* _Task goal_
Turn every one of the rows below into a JSON list of strings, one string per line, leaving out blank lines.

### Supplied information

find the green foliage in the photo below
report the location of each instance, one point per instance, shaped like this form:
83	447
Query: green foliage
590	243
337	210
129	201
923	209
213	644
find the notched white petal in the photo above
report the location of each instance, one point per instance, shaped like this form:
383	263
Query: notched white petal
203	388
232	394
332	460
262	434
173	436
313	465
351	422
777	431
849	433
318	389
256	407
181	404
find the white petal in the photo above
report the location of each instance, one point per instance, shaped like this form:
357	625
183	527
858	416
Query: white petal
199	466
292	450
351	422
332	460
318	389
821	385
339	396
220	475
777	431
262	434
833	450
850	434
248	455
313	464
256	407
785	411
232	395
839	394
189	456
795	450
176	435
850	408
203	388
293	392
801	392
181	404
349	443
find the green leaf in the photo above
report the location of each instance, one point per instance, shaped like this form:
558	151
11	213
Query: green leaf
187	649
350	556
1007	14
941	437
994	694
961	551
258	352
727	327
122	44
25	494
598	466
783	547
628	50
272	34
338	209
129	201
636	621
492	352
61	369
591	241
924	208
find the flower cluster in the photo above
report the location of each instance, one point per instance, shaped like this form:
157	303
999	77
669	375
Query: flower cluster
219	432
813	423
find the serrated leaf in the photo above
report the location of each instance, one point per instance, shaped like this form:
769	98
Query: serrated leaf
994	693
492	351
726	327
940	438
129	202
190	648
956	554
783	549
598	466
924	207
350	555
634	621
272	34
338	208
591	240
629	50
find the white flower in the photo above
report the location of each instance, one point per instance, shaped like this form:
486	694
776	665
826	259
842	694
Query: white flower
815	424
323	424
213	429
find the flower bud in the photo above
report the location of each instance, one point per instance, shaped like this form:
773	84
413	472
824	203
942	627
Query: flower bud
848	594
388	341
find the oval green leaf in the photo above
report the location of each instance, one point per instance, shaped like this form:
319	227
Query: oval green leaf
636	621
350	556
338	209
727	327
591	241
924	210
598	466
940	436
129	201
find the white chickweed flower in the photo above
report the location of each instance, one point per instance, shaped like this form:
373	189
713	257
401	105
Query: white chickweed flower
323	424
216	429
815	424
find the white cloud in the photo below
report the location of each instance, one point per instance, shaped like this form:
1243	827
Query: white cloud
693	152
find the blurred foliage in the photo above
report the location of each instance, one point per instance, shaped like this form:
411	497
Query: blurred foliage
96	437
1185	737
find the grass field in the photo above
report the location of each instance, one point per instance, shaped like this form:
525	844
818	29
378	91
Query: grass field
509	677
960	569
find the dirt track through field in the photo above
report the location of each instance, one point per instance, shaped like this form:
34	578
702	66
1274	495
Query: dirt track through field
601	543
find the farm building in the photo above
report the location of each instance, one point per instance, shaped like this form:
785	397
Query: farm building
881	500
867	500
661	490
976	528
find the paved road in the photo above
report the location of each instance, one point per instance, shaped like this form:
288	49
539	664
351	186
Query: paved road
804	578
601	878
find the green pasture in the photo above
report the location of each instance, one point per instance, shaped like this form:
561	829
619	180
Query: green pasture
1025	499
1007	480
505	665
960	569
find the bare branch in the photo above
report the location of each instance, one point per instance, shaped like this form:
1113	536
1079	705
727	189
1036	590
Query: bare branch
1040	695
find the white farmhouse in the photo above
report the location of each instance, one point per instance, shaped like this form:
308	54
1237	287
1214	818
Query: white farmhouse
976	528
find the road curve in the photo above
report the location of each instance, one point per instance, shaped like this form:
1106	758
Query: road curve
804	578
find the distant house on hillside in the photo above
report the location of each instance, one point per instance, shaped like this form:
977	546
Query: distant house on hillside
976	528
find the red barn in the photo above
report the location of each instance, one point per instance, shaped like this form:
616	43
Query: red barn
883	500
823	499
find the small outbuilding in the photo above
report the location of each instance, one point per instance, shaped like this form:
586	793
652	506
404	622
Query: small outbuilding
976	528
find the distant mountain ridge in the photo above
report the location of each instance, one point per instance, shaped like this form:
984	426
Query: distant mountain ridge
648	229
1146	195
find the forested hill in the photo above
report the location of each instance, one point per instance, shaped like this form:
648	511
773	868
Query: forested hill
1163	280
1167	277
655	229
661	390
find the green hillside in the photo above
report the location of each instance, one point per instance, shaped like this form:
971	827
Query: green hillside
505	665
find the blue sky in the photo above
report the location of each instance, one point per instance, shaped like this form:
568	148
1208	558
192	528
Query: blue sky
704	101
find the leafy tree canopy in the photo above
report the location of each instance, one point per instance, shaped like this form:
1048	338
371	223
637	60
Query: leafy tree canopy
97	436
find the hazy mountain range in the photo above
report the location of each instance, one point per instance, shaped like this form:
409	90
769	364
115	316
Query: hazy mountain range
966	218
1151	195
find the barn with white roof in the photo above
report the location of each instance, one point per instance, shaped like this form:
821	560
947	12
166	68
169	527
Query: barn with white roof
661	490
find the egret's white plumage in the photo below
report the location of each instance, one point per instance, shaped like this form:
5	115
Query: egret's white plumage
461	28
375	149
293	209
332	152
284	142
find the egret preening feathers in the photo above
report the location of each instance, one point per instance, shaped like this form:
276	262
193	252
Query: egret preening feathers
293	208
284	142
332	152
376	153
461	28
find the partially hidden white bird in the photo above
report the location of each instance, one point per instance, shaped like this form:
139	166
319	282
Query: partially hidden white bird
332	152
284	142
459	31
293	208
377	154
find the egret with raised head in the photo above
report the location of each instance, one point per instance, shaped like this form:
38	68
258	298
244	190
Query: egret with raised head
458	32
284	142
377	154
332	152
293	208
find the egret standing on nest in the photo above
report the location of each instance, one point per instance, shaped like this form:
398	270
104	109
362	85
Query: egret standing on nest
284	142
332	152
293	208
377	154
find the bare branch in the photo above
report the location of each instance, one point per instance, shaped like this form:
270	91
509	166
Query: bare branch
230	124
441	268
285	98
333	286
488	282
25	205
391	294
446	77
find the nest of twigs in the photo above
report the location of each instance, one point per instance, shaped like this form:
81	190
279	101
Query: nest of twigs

######

* _Correct response_
[
  "find the green foliage in the photo below",
  "report the location of each instance, one point per instance, shaped like this form:",
  "83\t447",
  "Query: green foliage",
  "590\t243",
  "337\t210",
  "129\t201",
  "923\t209",
  "213\t644",
  "find the notched white petal in the photo above",
  "report the location of each instance, one point per instance, shaped like this form:",
  "383\t263",
  "Query: notched white petal",
  "203\t388",
  "232\t394",
  "332\t460",
  "262\t434",
  "173\t436",
  "313\t465",
  "351\t422",
  "777\t431",
  "849\t433",
  "318\t389",
  "256\t407",
  "181\t404",
  "find the white petal in the photo above",
  "report the location of each instance, one point per instance, shaped like this form:",
  "357\t625",
  "183\t527",
  "858\t416",
  "Query: white petal",
  "199\t466",
  "292\t450",
  "351\t422",
  "332\t460",
  "318\t389",
  "821\t385",
  "339\t396",
  "220\t475",
  "777\t431",
  "262\t434",
  "833\t450",
  "850\t434",
  "248\t455",
  "313\t464",
  "256\t407",
  "785\t411",
  "232\t395",
  "839\t394",
  "189\t456",
  "795\t450",
  "176\t435",
  "850\t408",
  "203\t388",
  "293\t392",
  "801\t392",
  "181\t404",
  "349\t443",
  "find the green leaf in the photo above",
  "report the location of each instance, one point per instance, shaped like this form:",
  "558\t151",
  "11\t213",
  "Query: green leaf",
  "187\t649",
  "350\t556",
  "1007\t14",
  "941\t437",
  "994\t694",
  "961\t551",
  "258\t352",
  "727\t327",
  "122\t44",
  "25\t494",
  "598\t466",
  "783\t547",
  "628\t50",
  "272\t34",
  "338\t209",
  "129\t201",
  "636\t621",
  "492\t352",
  "61\t369",
  "591\t241",
  "924\t208",
  "find the flower cluster in the photo above",
  "report the location of each instance, one point per instance, shaped like this form:",
  "157\t303",
  "999\t77",
  "669\t375",
  "Query: flower cluster",
  "219\t432",
  "813\t423",
  "find the serrated leaf in the photo above",
  "report the location of each instance, one point per instance, shaped like this form:",
  "769\t98",
  "Query: serrated leaf",
  "994\t693",
  "492\t351",
  "726\t327",
  "940\t438",
  "129\t202",
  "190\t648",
  "956\t554",
  "783\t549",
  "598\t466",
  "924\t207",
  "350\t555",
  "634\t621",
  "272\t34",
  "338\t208",
  "591\t240",
  "629\t50",
  "find the white flower in the photo above",
  "report the location of each instance, one point per instance, shaped like this form:",
  "486\t694",
  "776\t665",
  "826\t259",
  "842\t694",
  "Query: white flower",
  "815\t424",
  "323\t424",
  "213\t429",
  "find the flower bud in the photo above",
  "report the location of each instance, one point per instance, shaped like this form:",
  "773\t84",
  "413\t472",
  "824\t203",
  "942\t627",
  "Query: flower bud",
  "848\t594",
  "388\t341",
  "find the oval green leaf in the photo above",
  "report the location of each instance, one point per instance, shaped like this form:",
  "319\t227",
  "Query: oval green leaf",
  "636\t621",
  "350\t556",
  "338\t209",
  "727\t327",
  "591\t241",
  "924\t210",
  "598\t466",
  "940\t436",
  "129\t201",
  "find the white chickweed flower in the photo above",
  "report the location of each instance, one point per instance, shaped like this form:",
  "373\t189",
  "713\t257",
  "401\t105",
  "Query: white chickweed flower",
  "323\t424",
  "216\t429",
  "815\t424",
  "find the white cloud in the photo below",
  "report the location of each instance, one point per instance, shaped like this form:",
  "1243\t827",
  "Query: white cloud",
  "693\t152",
  "find the blurred foliage in the photo above",
  "report the location of each instance, one point per instance, shaped like this form:",
  "411\t497",
  "Query: blurred foliage",
  "96\t437",
  "1185\t737",
  "find the grass field in the photo above",
  "report the location of each instance, one point per instance, shaped like this form:",
  "525\t844",
  "818\t29",
  "378\t91",
  "Query: grass field",
  "509\t677",
  "960\t569",
  "find the dirt track through field in the photo above",
  "report the location of each instance, one point per instance, shaped like this form:",
  "34\t578",
  "702\t66",
  "1274\t495",
  "Query: dirt track through field",
  "601\t543",
  "find the farm building in the photo above",
  "report the location of each instance, one point per instance, shaped like this form:",
  "785\t397",
  "Query: farm building",
  "881\t500",
  "867\t500",
  "661\t490",
  "976\t528",
  "find the paved road in the photo above",
  "report the location of each instance, one point per instance, shaped like this form:",
  "288\t49",
  "539\t664",
  "351\t186",
  "Query: paved road",
  "804\t578",
  "601\t878",
  "find the green pasture in the photo above",
  "report the location of each instance, one point per instance, shaped like this form:",
  "561\t829",
  "619\t180",
  "Query: green pasture",
  "1025\t499",
  "1007\t480",
  "505\t665",
  "960\t569",
  "find the bare branch in the photo above",
  "report the location of each instance, one point per instance, shaped like this form:",
  "1113\t536",
  "1079\t705",
  "727\t189",
  "1036\t590",
  "Query: bare branch",
  "1040\t695",
  "find the white farmhouse in the photo above",
  "report the location of each instance, one point per instance, shaped like this form:",
  "308\t54",
  "1237\t287",
  "1214\t818",
  "Query: white farmhouse",
  "976\t528",
  "find the road curve in the photo above",
  "report the location of each instance, one point per instance, shaped like this form:",
  "1106\t758",
  "Query: road curve",
  "804\t578",
  "find the distant house on hillside in the photo above",
  "report the location of each instance, one point per instance, shaped like this form:",
  "977\t546",
  "Query: distant house on hillside",
  "976\t528",
  "find the red barn in the photo above",
  "report the location of each instance, one point per instance, shaped like this form:",
  "616\t43",
  "Query: red barn",
  "883\t500",
  "823\t499",
  "find the small outbuilding in the photo above",
  "report the location of each instance, one point per instance, shaped like this form:",
  "586\t793",
  "652\t506",
  "404\t622",
  "Query: small outbuilding",
  "976\t528",
  "find the distant mountain ridge in the photo above",
  "report the location of each instance, one point per instance, shaped like this form:",
  "984\t426",
  "Query: distant mountain ridge",
  "648\t229",
  "1146\t195",
  "find the forested hill in the photo above",
  "report the location of each instance, one point per instance, shaped like this form:",
  "648\t511",
  "773\t868",
  "Query: forested hill",
  "1163\t280",
  "1167\t277",
  "655\t229",
  "661\t390",
  "find the green hillside in the photo above",
  "report the location of each instance, one point per instance, shaped like this form:",
  "971\t827",
  "Query: green hillside",
  "505\t665",
  "find the blue sky in the photo above",
  "report the location of each instance, one point per instance, shaped like this form:",
  "568\t148",
  "1208\t558",
  "192\t528",
  "Query: blue sky",
  "704\t101",
  "find the leafy tree canopy in the photo above",
  "report the location of each instance, one point per instance, shaped like this form:",
  "1048\t338",
  "371\t223",
  "637\t60",
  "Query: leafy tree canopy",
  "97\t436",
  "find the hazy mountain range in the photo above",
  "report the location of each instance, one point per instance, shaped like this form:",
  "409\t90",
  "769\t364",
  "115\t316",
  "Query: hazy mountain range",
  "966\t218",
  "1151\t195",
  "find the barn with white roof in the photo above",
  "report the location of each instance, one point per instance, shaped like this form:",
  "821\t560",
  "947\t12",
  "166\t68",
  "169\t527",
  "Query: barn with white roof",
  "661\t490",
  "find the egret's white plumage in the photo below",
  "report the location of each instance, one point per instance, shaped like this form:",
  "5\t115",
  "Query: egret's white plumage",
  "461\t28",
  "375\t149",
  "293\t209",
  "332\t152",
  "284\t142",
  "find the egret preening feathers in the photo above",
  "report the location of each instance, one point per instance, shaped like this form:",
  "276\t262",
  "193\t252",
  "Query: egret preening feathers",
  "293\t208",
  "284\t142",
  "332\t152",
  "376\t153",
  "461\t28",
  "find the partially hidden white bird in the photo above",
  "report the location of each instance, one point per instance, shaped like this form:",
  "139\t166",
  "319\t282",
  "Query: partially hidden white bird",
  "332\t152",
  "284\t142",
  "459\t31",
  "293\t208",
  "377\t154",
  "find the egret with raised head in the photo above",
  "report the location of each instance, one point per instance, shaped like this form:",
  "38\t68",
  "258\t298",
  "244\t190",
  "Query: egret with raised head",
  "458\t32",
  "284\t142",
  "377\t154",
  "332\t152",
  "293\t208",
  "find the egret standing on nest in the photo above",
  "report the location of each instance, one point per instance, shaped like this form:",
  "398\t270",
  "104\t109",
  "362\t85",
  "Query: egret standing on nest",
  "284\t142",
  "332\t152",
  "293\t208",
  "377\t154",
  "find the bare branch in the photo above",
  "report the location of each instance, one point per instance, shaped like this form:",
  "270\t91",
  "509\t166",
  "Query: bare branch",
  "230\t124",
  "441\t268",
  "285\t98",
  "333\t286",
  "488\t282",
  "25\t205",
  "391\t294",
  "446\t77",
  "find the nest of twigs in the photo above",
  "report the location of each instance, one point per instance, shaped like this form:",
  "81\t190",
  "279\t101",
  "Query: nest of twigs"
]